Spy Kids

Avec son compère Quentin Tarantino, Robert Rodriguez est l'un des cinéastes américains les plus frontalement postmodernes. Le recyclage à l'œuvre dans ses films dépasse le cadre du seul cinéma. Phénomène culturel globalisé et massif, il est le reflet d'une société de l'information où désormais la connaissance d'un écosystème artistique donné tend à remplacer l'acte créatif lui-même, où la capacité à interagir avec cet écosystème, à s'y positionner dans le cadre d'un discours devient prépondérante.
Le positionnement sophistiqué et ironique de Rodriguez quant au reste du système cinématographique dénote d'une vision acérée sur les questions de l'évolution du cinéma postclassique, un cinéma mutant qui semble avoir renoncé par facilité à tout premier degré, trop conscient de sa propre profondeur (à quelques rares et courageuses exceptions comme Baz Luhrmann, mais là encore, ce parti pris s'inscrit dans une démarche tellement consciente de cet état de fait qu'elle s'annihile presque d'elle même, comme s'il était vain pour une certaine génération de cinéastes de vouloir faire du cinéma classique).
Le cinéma commercial a depuis longtemps maintenant rejoint la folle ronde des médias. En concurrence avec les autres, il imite autant qu'il inspire. Forcé de séduire le spectateur, il s'adapte... James Cameron prend acte et produit Avatar, où le héros fusionne avec le spectateur : un sergent paraplégique qui redécouvre la sensation de la marche par l'intermédiaire de son avatar figure bien le spectateur immobile sur son fauteuil et qui attend du film une immersion jamais vu auparavant grâce aux lunettes 3D (solution étrangement prosaïque à la question de l'immersion du spectateur). Le film est couplé avec un jeux-vidéo sorti un peu avant et qui prend bien soin de ne pas rentrer dans le champ du film : les histoires disjointes du jeux-vidéo et du film semblant toutes deux se plier à leur média.
C'est quelque part le deuil d'un art qui est célébré dans les films de Rodriguez. À l'image du Jour des morts mexicain, c'est sous la forme d'une fête colorée et païenne que la tristesse y est exprimée. Un art qui n'a pas su garder sa substance, qui chaque jour se dilate et ce faisant se vide un peu plus de sa contenance, comme tiraillé entre trop d'impératifs de natures contradictoires.
Rodriguez peut faire penser à un docteur Frankenstein, ses films étant comme la créature du roman, une somme de références, de souvenirs cinéphiliques, recousus, assemblés les uns avec les autres et parcourus d'un courant, une énergie qui fait office de liant. En fait, il faudrait plutôt les rapprocher du personnage d'Elizabeth, la sœur adoptive du docteur que ce dernier s'apprête à épouser avant qu'elle ne soit tuée par la créature puis ressuscitée par un frankenstein fou de désespoir, mais qui ne retrouvera jamais vraiment celle qu'il a perdu.
Un des personnages les plus symboliques à mes yeux de l'état d'esprit de Robert Rodriguez est Sands (Johnny Depp), un agent de la CIA dans le film Desperados 2 - Il était une fois au Mexique. En bonne caricature cynique du stéréotype qu'il représente, il arbore en toute occasion un t-shirt floqué "C.I.A.". Il finira les yeux arrachés.

[Données d'annotation de localisation d'objets]
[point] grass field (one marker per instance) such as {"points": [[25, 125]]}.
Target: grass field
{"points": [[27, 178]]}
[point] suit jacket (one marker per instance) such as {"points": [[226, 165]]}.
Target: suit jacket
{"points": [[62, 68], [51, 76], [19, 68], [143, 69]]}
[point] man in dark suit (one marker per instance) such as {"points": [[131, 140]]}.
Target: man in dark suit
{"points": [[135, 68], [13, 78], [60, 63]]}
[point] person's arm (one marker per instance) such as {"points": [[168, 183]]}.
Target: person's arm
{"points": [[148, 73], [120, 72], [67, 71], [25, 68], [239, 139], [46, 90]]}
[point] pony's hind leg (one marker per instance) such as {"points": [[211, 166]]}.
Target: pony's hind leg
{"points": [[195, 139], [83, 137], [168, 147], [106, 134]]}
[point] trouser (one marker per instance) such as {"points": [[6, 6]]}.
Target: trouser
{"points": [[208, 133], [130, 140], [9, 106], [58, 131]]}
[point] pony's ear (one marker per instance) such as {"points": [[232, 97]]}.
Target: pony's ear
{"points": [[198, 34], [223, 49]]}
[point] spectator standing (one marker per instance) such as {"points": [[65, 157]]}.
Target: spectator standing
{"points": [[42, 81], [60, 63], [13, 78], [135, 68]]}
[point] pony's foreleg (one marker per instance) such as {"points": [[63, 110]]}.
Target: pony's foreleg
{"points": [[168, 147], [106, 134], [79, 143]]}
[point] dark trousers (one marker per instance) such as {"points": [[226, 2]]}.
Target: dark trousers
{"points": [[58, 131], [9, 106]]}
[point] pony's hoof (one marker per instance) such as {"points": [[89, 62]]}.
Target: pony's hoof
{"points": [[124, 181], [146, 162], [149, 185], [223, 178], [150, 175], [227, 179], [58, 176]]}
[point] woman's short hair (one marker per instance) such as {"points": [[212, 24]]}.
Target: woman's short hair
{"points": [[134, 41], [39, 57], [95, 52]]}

*Consignes de travail:*
(A) Répondez, s'il vous plaît, à ces questions sur le texte sur Robert Rodriguez :
(i) Quel film James Cameron produit-il ?
(ii) De quel personnage du roman faudrait-il plutôt rapprocher les films de Rodriguez ?
(iii) Quel acteur interprète Sands ?
(B) Prolongez le texte sur Robert Rodriguez à partir de sa dernière phrase.
Ces données proviennent d'une autre source que le texte sur Robert Rodriguez.

*Réponses aux consignes:*
(A)
(i) Avatar.
(ii) Elizabeth, la sœur adoptive du docteur Frankenstein.
(iii) Johnny Depp.

(B)
La série Spy Kids, un projet personnel de films pour enfant, lui permet en partie d'éluder ces problématiques ; face à une crise de profondeur du cinéma moderne, se confronter au regard des enfants semble être le refuge idéal pour concrétiser une narration plus directe.
La série est surtout l'occasion de poursuivre sa réflexion postmoderne (notamment par le biais des effets spéciaux) et de satisfaire le spectateur qu'il est resté, s'enveloppant dans un univers familier. Il y a dans cette démarche régressive, un aspect révélateur du désemparement (relatif) de Rodriguez ; une recherche de confort, que cela soit dans l'histoire, les thèmes abordés ou le casting composé essentiellement d'habitués (à ce sujet, voir ce tableau récapitulatif des collaborations de Rodriguez).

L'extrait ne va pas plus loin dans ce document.